◆ **Assigned task**: Each line below that carries the string "raised" must appear in the answer.

(Data provided begins)

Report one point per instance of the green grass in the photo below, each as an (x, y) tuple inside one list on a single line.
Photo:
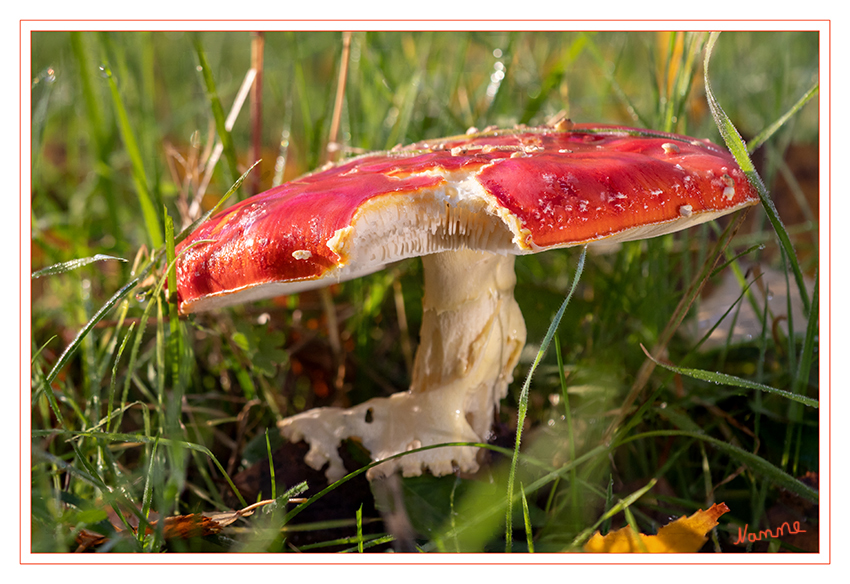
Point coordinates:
[(143, 414)]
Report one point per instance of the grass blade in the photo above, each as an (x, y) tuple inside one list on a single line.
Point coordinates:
[(725, 379), (217, 110), (138, 170), (736, 146), (523, 400)]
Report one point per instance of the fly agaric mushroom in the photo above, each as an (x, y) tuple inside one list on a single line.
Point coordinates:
[(467, 205)]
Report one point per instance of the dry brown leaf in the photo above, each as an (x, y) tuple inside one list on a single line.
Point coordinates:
[(180, 526), (685, 535)]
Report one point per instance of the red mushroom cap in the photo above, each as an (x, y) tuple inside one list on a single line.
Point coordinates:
[(506, 191)]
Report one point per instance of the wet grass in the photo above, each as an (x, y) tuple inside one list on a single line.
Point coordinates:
[(138, 414)]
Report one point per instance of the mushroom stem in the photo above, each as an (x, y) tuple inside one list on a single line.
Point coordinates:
[(471, 338), (472, 330)]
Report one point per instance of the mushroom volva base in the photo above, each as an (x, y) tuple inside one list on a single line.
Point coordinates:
[(469, 345)]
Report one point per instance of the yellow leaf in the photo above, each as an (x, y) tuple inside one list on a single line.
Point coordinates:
[(685, 535)]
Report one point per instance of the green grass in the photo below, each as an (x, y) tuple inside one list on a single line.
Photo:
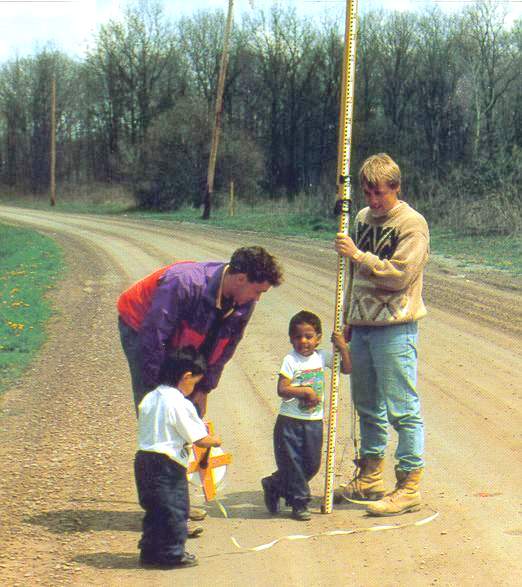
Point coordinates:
[(499, 252), (287, 219), (29, 266)]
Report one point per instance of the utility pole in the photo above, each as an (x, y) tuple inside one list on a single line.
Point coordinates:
[(216, 131), (53, 142)]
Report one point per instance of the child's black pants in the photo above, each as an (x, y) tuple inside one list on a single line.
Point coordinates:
[(297, 447), (163, 494)]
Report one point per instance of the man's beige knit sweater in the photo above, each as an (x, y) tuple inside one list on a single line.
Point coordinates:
[(386, 285)]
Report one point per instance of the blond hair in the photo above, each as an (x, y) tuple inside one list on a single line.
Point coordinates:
[(380, 168)]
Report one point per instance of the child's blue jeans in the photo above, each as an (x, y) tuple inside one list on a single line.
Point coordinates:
[(297, 447), (163, 494), (384, 391)]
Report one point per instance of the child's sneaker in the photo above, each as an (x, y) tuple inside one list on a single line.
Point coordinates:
[(270, 495), (301, 513)]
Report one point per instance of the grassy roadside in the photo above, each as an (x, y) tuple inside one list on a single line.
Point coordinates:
[(283, 219), (492, 251), (29, 266)]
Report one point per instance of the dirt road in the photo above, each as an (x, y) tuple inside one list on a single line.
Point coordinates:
[(68, 508)]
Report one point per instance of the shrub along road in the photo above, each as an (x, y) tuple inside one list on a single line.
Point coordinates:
[(67, 429)]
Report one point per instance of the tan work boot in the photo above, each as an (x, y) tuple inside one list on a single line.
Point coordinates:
[(197, 514), (367, 485), (404, 498)]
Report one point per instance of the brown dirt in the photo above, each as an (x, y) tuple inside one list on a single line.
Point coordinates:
[(69, 514)]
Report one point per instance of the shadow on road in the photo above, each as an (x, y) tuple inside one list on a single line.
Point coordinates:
[(108, 560), (75, 520)]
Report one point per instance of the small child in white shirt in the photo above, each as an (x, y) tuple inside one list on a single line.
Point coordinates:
[(168, 425), (298, 431)]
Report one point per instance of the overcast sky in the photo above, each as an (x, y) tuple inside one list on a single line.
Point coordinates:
[(28, 25)]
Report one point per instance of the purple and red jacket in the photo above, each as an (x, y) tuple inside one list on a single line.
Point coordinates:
[(175, 307)]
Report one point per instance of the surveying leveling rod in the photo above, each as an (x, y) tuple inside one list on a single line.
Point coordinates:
[(344, 201)]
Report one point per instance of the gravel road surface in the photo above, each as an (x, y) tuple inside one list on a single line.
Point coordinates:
[(68, 508)]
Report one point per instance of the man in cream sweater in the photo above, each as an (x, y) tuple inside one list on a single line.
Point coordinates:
[(384, 303)]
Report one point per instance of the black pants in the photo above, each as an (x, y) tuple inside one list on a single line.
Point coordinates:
[(163, 493), (297, 447)]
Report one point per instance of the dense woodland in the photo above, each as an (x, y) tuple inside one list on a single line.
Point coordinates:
[(442, 94)]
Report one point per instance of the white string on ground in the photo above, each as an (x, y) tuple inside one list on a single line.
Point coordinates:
[(292, 537)]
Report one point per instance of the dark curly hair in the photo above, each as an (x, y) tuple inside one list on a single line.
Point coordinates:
[(258, 264), (305, 317)]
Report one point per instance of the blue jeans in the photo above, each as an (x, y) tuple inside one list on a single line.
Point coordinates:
[(163, 493), (297, 447), (384, 391)]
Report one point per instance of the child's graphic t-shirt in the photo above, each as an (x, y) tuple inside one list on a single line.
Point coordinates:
[(306, 372)]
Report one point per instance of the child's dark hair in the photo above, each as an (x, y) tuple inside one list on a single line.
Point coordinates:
[(181, 361), (305, 317)]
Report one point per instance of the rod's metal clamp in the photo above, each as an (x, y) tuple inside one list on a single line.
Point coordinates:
[(342, 206)]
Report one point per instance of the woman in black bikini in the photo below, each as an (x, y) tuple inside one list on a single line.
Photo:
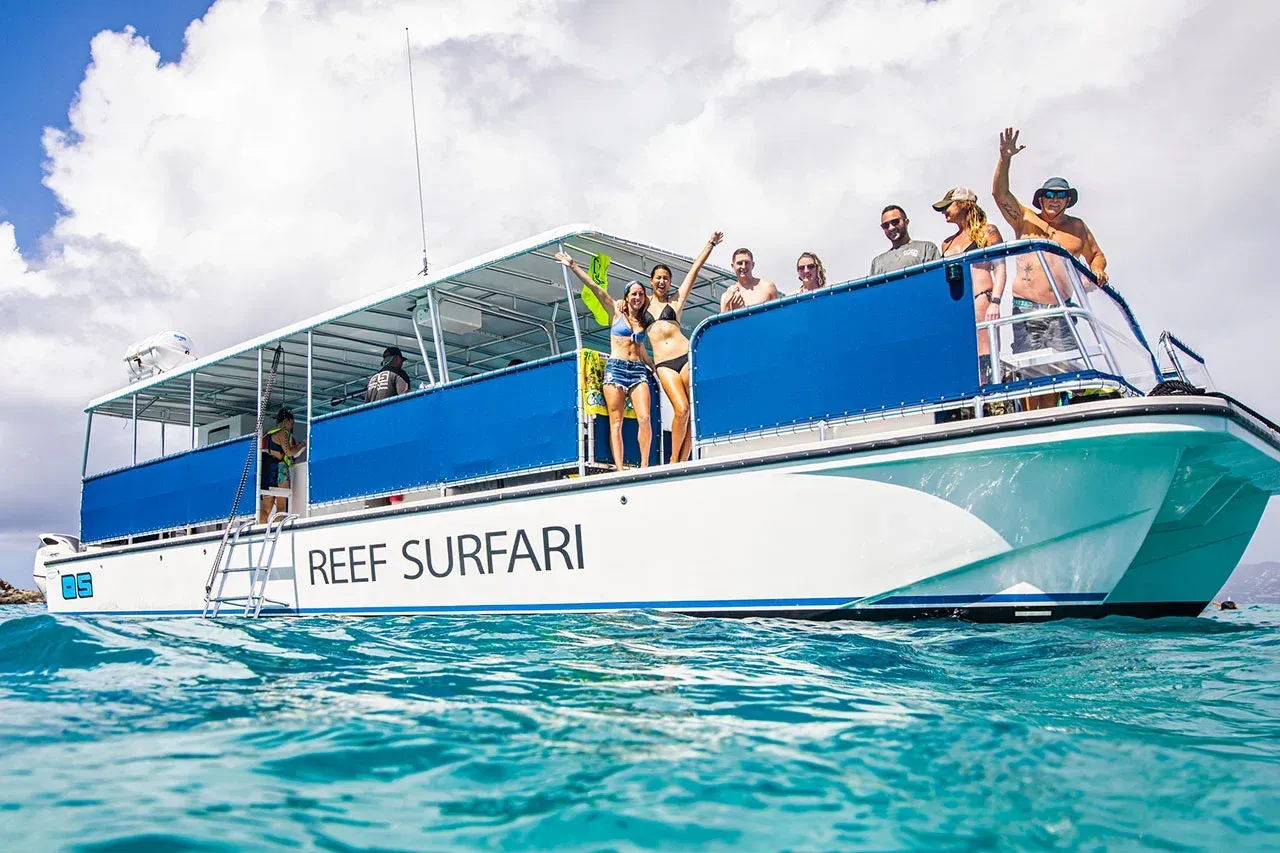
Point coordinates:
[(973, 231), (671, 346), (629, 370)]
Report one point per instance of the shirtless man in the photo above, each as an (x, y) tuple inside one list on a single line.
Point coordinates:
[(1047, 222), (748, 290), (1032, 287)]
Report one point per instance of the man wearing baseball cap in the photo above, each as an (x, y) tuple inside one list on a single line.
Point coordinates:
[(391, 381)]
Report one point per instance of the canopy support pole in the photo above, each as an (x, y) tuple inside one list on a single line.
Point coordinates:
[(310, 377), (577, 357), (572, 310), (257, 441), (191, 407), (88, 430), (438, 337), (421, 349)]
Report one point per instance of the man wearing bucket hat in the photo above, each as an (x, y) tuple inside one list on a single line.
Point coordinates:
[(391, 381), (1033, 291), (1048, 220)]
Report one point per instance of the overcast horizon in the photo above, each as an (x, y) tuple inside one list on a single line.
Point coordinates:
[(268, 173)]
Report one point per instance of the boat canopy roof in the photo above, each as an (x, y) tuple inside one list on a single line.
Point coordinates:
[(508, 304)]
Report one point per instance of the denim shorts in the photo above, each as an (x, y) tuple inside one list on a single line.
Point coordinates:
[(1041, 333), (625, 374)]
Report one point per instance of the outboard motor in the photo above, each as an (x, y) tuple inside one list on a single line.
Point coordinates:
[(161, 352), (51, 546)]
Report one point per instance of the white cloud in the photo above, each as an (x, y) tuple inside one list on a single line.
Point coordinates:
[(269, 173)]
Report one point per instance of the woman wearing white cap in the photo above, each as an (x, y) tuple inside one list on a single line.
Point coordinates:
[(973, 231)]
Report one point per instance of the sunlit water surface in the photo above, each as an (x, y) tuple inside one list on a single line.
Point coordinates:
[(638, 730)]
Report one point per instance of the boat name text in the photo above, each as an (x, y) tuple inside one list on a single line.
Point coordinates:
[(543, 550)]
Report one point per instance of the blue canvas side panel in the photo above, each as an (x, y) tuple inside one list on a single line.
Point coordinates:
[(172, 492), (846, 350), (502, 423)]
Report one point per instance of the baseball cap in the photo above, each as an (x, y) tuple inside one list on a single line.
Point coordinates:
[(955, 194)]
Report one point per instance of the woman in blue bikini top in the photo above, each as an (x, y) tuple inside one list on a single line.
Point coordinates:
[(629, 370)]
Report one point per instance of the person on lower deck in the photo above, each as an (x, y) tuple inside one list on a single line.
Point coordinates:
[(748, 290), (973, 231), (629, 369), (1033, 290), (671, 346), (277, 457), (391, 381), (810, 272), (904, 251)]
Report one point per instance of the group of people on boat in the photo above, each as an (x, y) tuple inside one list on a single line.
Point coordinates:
[(648, 345), (653, 315)]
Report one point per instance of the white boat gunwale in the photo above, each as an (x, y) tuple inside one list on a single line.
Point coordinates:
[(1105, 410)]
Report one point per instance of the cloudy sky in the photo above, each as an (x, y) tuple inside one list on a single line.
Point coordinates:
[(260, 168)]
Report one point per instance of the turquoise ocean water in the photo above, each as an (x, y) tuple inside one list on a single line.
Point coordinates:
[(638, 731)]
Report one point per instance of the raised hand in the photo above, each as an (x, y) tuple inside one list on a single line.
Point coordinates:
[(1009, 144)]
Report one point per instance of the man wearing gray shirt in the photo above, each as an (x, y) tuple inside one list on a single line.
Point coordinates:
[(905, 251)]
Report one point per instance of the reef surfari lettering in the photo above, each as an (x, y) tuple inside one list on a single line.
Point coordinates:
[(535, 550), (494, 552)]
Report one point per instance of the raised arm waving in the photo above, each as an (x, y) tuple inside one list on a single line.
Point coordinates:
[(686, 287), (1009, 206)]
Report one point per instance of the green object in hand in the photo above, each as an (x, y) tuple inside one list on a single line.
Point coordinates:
[(600, 276)]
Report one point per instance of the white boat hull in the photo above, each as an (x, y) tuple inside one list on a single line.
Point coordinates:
[(1111, 507)]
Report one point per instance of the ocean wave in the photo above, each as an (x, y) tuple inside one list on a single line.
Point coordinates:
[(639, 730)]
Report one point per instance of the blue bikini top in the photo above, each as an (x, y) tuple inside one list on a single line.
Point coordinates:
[(622, 329)]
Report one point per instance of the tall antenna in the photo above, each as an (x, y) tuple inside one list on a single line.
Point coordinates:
[(417, 158)]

(Data provided ends)

◆ **Response to the exercise**:
Report one point per instance of the raised hand in the photo above, each as an (x, y) tuple inside one list on a single line.
Report one point per instance of the raised arm waving in the photo above, each as an (x, y) tuple inside one list on a single line.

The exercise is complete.